■ ZIEL DER ÜBUNG ■
Wie heißt laut dem Text über BARABAZ die zweite Single des Kollektivs?

Sie sprechen die Sprache zweier Welten: als letzten August die erste Single „Tabu“ des Bremer Kollektivs BARABAZ, bestehend aus zwei Produzenten und Sänger/Rapper Ainars, erschien, war es eine kleine Revolution für die stilistisch oftmals doch sehr festgelegte Rap-Szene. Am 23. Februar erschien mit „Jäger“ die zweite Single, begleitet von einem Video.

Wortgewaltig jongliert der gebürtige Lette Ainars zwischen der dunklen, kalten Poesie der Straße, irgendwo zwischen Betonblock und Rotlichtviertel, und zwischen der Sprache der spirituellen, tief philosophischen Welt.

Seinen Songs wohnt trotz der Düsternis und Schonungslosigkeit, die sie widerspiegeln, etwas Künstlerisches inne.

Harte Trap-Bässe, düstere Elektronik und hymnische Hooks sind das musikalische Gerüst der Norddeutschen, von denen lediglich Sänger Ainars eine Rolle in der Öffentlichkeit spielt, die beiden Produzenten bleiben namenlos. Ihr Gespür für orchestrale Arrangements, harte Trap-Beats und kantigen Rap fließen mit dem Naturell von Ainars zusammen, das sowjetisch-typisch voller Melancholie und Düsternis steckt. Sein Leben ist steinig gewesen, der Weg von Riga nach Bremen kein leichter.

Neben der Musik verschreibt sich das Kollektiv auch der Tätowierkunst, der Fotografie und der Illustration. Musikalisch ist Ainars  von russischen Chansons gleichermaßen beeinflusst wie von Nu Metal-Bands wie Slipknot oder Korn.

Am 23. Februar erscheint „Jäger“. Schneidend kalt wie Februarwind schleicht sich die Single aus dem Dunkel des Kollektivs hervor. Die gefeierte brutale musikalische Opulenz paart sich wild mit der aggressiven Poesie des einsamen Wolfes, getrieben von Rachlust und Egoismus. Barabaz jagt: alles, jeden, allein – bis ganz nach vorn.

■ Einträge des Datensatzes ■
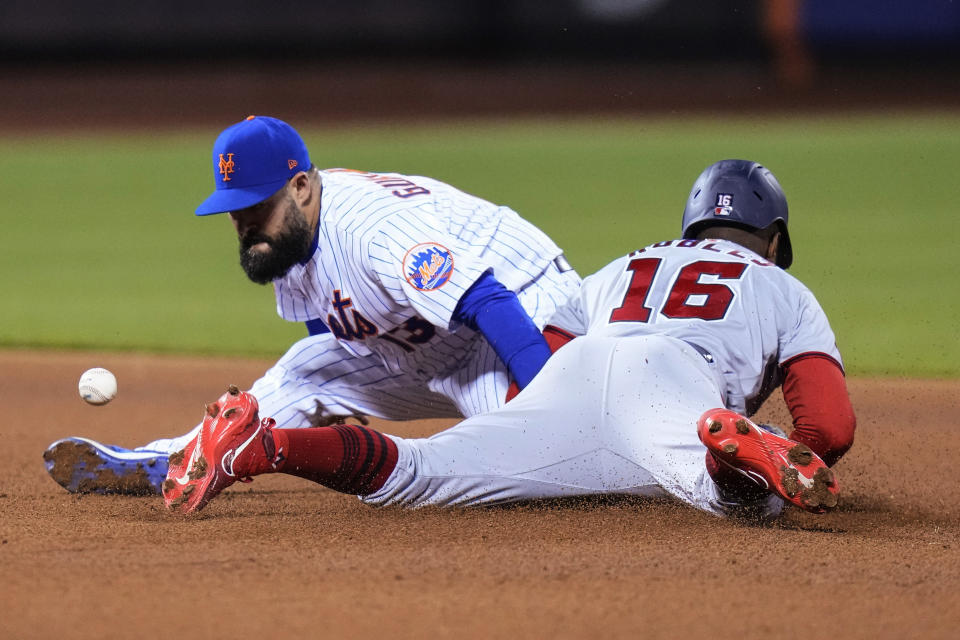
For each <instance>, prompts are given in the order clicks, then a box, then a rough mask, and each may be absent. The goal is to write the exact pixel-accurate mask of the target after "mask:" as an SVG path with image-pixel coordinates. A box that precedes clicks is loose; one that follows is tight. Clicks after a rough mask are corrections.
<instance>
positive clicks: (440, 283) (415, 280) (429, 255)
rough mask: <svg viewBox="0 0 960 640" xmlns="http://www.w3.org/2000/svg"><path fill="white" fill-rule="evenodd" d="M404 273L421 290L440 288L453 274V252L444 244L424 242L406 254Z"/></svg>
mask: <svg viewBox="0 0 960 640" xmlns="http://www.w3.org/2000/svg"><path fill="white" fill-rule="evenodd" d="M403 275H404V277H405V278H406V279H407V282H409V283H410V284H411V285H412V286H413V287H414V288H416V289H419V290H420V291H433V290H434V289H439V288H440V287H442V286H443V285H445V284H446V283H447V281H448V280H449V279H450V276H452V275H453V254H451V253H450V250H449V249H447V248H446V247H444V246H443V245H439V244H436V243H435V242H422V243H420V244H418V245H416V246H415V247H413V248H412V249H410V251H407V255H406V256H404V258H403Z"/></svg>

■ ANTWORTFELD ■
Die zweite Single heißt „Jäger“.